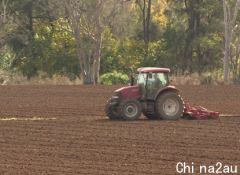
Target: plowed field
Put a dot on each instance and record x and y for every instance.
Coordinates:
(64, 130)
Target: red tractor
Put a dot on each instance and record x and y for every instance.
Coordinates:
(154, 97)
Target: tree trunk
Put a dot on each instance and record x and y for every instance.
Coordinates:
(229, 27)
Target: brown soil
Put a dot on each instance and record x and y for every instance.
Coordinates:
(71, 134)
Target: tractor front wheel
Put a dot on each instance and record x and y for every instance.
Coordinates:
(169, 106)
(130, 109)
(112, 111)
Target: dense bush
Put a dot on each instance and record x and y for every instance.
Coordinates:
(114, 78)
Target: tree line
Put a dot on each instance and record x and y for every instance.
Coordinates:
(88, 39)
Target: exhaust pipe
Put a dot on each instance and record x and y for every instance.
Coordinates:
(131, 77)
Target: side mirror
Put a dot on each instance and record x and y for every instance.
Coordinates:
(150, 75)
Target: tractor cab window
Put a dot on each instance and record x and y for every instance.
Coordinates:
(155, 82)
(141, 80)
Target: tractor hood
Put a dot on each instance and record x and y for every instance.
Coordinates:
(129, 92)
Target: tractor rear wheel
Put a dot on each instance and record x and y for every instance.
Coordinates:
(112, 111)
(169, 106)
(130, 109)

________________________

### Your objective
Output every line of the rows above as a JSON list of strings, one string per line, omitting blank lines and the pictures.

### Response below
[
  "Target: plowed field",
  "Put a dot on each instance and record x and y for every instance.",
  "Coordinates:",
  "(64, 130)",
  "Target: red tractor",
  "Put a dot on each instance and record x and y for every instance.",
  "Coordinates:",
  "(154, 97)",
  "Target: tree trunk",
  "Put a dot on each instance and record x and y for every instance.",
  "Coordinates:",
  "(229, 27)",
  "Target: brown soil",
  "Put a dot on each instance and record x and y for every instance.",
  "Coordinates:",
  "(71, 134)",
  "Target: tractor front wheel",
  "Put a dot on each instance and record x and y for every instance.",
  "Coordinates:",
  "(169, 106)",
  "(130, 109)",
  "(112, 111)",
  "Target: dense bush",
  "Put a dot on each instance and record x and y for every instance.",
  "Coordinates:",
  "(114, 78)",
  "Target: tree line",
  "Put a dot on each instance and record x and y for every instance.",
  "Coordinates:",
  "(88, 39)",
  "Target: exhaust pipe",
  "Put a dot on each instance and record x and y for every instance.",
  "Coordinates:",
  "(131, 77)",
  "Target: side mirror",
  "Put a dot on each instance and record x and y for every instance.",
  "Coordinates:",
  "(150, 75)",
  "Target: tractor cab window",
  "Put a dot on each instance and record x and y for every instance.",
  "Coordinates:",
  "(155, 82)",
  "(141, 80)",
  "Target: tractor hood",
  "Put a dot on each instance and record x and y for every instance.",
  "Coordinates:",
  "(129, 92)",
  "Target: tractor rear wheel",
  "Put a dot on each instance and record x and y for every instance.",
  "Coordinates:",
  "(112, 111)",
  "(169, 106)",
  "(130, 109)"
]